* _Tugas dan Latihan_:
**A.** Jawab pertanyaan berikut berdasarkan artikel tentang sindrom patah hati:
(i) Apa nama medis sindrom patah hati?
(ii) Para peneliti dari universitas mana yang melakukan studi tersebut?
(iii) Data pasien dari rentang tahun berapa yang dianalisis?
**B.** Tolong tulis ulang dengan tepat bagian artikel tentang sindrom patah hati, mulai dari "Sindrom patah hati, yang" sampai "terutama bagi pria.".

* _Dokumen Sumber_:

Studi Ungkap Pria Lebih Rentan Meninggal Akibat Sindrom Patah Hati

Sindrom patah hati, yang secara medis dikenal sebagai kardiomiopati takotsubo (TC), merupakan kondisi serius yang ditandai dengan melemahnya otot jantung akibat tekanan emosional atau fisik yang ekstrem. Meskipun seringkali dianggap sebagai konsekuensi psikologis dari kehilangan dan kesedihan, penelitian terbaru menunjukkan bahwa sindrom ini dapat berakibat fatal, terutama bagi pria.

Sebuah studi komprehensif yang dilakukan oleh para peneliti di Universitas Arizona menganalisis data dari hampir 200.000 pasien sindrom patah hati di Amerika Serikat antara tahun 2016 dan 2020. Hasil penelitian menunjukkan bahwa meskipun kejadian TC sedikit meningkat pada kedua jenis kelamin selama periode tersebut, insiden keseluruhan cenderung lebih tinggi pada wanita. Namun, yang mengejutkan, tingkat kematian akibat sindrom ini secara signifikan lebih tinggi pada pria.

* _Data_:
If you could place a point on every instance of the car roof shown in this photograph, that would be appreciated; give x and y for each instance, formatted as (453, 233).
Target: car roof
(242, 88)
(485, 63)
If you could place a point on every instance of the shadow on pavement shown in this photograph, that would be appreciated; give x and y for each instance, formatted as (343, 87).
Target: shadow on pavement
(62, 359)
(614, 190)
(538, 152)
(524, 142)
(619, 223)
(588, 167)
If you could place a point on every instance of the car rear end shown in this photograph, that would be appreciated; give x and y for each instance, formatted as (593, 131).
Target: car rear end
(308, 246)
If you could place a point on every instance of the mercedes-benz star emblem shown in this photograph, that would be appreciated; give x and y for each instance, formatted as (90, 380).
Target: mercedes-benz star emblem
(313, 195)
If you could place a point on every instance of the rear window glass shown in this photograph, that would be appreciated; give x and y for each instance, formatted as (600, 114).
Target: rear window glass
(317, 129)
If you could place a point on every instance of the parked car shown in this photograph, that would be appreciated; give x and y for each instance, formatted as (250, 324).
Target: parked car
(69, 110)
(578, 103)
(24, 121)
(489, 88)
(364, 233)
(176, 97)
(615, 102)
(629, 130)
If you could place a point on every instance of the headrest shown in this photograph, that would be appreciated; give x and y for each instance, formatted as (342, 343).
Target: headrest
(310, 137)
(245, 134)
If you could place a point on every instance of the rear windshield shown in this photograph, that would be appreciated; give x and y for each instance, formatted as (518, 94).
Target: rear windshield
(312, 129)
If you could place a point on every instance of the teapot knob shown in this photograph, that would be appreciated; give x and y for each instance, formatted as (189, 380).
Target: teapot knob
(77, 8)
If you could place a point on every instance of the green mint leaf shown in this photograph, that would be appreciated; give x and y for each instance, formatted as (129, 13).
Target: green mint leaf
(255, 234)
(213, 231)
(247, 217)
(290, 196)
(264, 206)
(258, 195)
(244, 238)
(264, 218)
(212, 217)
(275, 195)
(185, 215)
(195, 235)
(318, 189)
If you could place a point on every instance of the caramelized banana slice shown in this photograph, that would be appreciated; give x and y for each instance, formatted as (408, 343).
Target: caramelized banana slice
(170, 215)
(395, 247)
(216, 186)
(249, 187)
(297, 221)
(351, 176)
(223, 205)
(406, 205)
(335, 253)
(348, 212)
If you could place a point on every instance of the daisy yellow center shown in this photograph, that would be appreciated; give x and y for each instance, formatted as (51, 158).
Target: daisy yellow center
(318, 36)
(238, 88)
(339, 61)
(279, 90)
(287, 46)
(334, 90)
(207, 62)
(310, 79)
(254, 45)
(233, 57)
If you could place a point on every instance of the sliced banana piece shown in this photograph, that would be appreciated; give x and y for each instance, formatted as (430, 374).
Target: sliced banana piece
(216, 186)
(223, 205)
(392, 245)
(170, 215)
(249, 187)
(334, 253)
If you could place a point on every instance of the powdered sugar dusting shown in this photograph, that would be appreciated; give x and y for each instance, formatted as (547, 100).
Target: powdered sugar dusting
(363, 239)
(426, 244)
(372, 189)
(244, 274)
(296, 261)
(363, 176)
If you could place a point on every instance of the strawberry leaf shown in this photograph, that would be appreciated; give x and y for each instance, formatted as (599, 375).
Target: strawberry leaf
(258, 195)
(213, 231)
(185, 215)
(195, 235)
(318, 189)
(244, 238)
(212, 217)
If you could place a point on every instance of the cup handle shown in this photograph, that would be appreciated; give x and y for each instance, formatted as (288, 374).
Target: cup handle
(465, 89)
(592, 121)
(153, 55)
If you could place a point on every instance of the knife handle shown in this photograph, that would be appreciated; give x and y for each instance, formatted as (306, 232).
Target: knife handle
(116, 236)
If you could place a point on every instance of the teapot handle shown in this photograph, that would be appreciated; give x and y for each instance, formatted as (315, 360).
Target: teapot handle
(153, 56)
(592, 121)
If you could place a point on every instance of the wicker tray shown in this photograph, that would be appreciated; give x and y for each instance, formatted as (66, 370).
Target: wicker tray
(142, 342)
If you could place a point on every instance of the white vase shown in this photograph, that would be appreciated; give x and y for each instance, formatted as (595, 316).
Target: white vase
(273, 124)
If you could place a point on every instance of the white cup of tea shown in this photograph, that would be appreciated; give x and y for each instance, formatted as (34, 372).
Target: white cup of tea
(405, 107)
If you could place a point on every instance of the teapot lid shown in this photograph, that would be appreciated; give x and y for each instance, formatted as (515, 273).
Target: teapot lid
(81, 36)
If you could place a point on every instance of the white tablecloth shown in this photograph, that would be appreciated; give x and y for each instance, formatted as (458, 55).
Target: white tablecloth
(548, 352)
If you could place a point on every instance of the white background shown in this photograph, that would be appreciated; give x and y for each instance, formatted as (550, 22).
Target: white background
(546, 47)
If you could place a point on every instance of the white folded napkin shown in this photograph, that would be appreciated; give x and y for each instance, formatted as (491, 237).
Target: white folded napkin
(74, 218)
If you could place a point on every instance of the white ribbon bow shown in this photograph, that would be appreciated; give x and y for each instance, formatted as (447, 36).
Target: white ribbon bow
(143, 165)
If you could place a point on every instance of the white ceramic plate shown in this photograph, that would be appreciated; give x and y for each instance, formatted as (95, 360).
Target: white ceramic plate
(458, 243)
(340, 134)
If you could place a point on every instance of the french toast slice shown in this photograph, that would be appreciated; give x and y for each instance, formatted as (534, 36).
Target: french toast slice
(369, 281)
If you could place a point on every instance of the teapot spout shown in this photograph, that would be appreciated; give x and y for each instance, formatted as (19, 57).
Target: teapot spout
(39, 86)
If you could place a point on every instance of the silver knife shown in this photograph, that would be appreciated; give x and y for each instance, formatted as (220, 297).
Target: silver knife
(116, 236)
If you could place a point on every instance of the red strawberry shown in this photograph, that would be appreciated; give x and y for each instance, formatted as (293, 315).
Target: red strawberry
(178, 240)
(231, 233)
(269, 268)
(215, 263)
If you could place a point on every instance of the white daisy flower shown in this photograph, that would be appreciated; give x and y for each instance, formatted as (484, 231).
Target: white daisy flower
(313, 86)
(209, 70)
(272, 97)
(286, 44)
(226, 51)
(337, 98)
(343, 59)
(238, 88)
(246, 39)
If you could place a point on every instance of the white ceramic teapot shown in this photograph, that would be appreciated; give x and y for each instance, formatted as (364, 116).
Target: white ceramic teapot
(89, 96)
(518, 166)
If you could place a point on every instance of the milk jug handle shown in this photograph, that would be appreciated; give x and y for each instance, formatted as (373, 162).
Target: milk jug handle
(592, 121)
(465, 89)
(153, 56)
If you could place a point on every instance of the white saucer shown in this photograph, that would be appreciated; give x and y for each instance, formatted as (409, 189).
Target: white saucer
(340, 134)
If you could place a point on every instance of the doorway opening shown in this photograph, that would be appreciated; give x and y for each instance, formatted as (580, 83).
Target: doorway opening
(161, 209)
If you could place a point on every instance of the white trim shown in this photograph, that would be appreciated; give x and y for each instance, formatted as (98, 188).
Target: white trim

* _Jawaban_:
**A.**
(i) Kardiomiopati takotsubo (TC).
(ii) Universitas Arizona.
(iii) Antara tahun 2016 dan 2020.

**B.**
Sindrom patah hati, yang secara medis dikenal sebagai kardiomiopati takotsubo (TC), merupakan kondisi serius yang ditandai dengan melemahnya otot jantung akibat tekanan emosional atau fisik yang ekstrem. Meskipun seringkali dianggap sebagai konsekuensi psikologis dari kehilangan dan kesedihan, penelitian terbaru menunjukkan bahwa sindrom ini dapat berakibat fatal, terutama bagi pria.